------ Material to process

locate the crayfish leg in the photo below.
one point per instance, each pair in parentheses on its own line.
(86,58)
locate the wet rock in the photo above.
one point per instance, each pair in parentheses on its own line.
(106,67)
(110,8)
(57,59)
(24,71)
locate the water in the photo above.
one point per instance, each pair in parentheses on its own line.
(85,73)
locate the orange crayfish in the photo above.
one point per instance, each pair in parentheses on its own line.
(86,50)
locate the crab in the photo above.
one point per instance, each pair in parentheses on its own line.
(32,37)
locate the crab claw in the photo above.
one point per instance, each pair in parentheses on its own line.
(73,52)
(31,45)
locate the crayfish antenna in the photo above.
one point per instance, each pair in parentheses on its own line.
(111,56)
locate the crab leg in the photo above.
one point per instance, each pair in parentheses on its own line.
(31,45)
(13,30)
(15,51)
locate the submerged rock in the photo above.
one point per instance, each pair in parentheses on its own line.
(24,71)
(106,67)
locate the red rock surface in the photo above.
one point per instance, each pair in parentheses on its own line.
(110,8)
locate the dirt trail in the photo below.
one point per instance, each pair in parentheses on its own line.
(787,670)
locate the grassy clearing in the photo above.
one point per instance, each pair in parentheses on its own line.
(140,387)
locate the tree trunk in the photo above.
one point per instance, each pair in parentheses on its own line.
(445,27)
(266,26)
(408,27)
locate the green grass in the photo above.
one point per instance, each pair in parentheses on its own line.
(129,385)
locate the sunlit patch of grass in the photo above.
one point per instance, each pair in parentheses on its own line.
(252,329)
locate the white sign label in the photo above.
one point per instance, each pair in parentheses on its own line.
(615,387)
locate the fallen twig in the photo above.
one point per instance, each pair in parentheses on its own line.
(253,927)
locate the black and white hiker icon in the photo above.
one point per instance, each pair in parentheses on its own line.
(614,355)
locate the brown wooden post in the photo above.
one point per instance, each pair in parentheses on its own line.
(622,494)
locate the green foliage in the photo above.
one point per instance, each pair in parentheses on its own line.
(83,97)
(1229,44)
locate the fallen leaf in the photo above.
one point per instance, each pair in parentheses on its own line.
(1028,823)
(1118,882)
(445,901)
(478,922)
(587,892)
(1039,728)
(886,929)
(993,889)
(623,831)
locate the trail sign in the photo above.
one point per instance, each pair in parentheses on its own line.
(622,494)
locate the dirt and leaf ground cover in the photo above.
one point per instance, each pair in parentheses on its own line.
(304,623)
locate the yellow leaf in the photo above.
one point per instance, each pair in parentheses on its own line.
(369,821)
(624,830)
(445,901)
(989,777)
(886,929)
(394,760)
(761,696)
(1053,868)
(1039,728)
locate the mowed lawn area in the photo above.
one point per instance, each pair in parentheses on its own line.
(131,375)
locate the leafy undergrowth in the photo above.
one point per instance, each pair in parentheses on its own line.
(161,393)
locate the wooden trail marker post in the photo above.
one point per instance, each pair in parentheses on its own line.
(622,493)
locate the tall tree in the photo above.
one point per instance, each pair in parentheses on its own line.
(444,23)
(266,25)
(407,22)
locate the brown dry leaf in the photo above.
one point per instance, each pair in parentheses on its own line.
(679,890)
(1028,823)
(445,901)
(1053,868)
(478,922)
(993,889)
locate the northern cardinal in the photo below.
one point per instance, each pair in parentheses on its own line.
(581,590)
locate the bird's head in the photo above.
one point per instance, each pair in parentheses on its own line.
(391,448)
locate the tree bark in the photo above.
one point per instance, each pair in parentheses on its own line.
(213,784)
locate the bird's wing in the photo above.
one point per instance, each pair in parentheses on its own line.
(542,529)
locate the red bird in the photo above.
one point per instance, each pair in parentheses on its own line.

------------

§ **Aim of the exercise**: Only the lines containing the string "trail" are needed; pull them out of the records.

§ **Result for this task**:
locate the dirt trail in the photo below.
locate the trail sign in the photo above.
locate the wooden trail marker post in the photo above.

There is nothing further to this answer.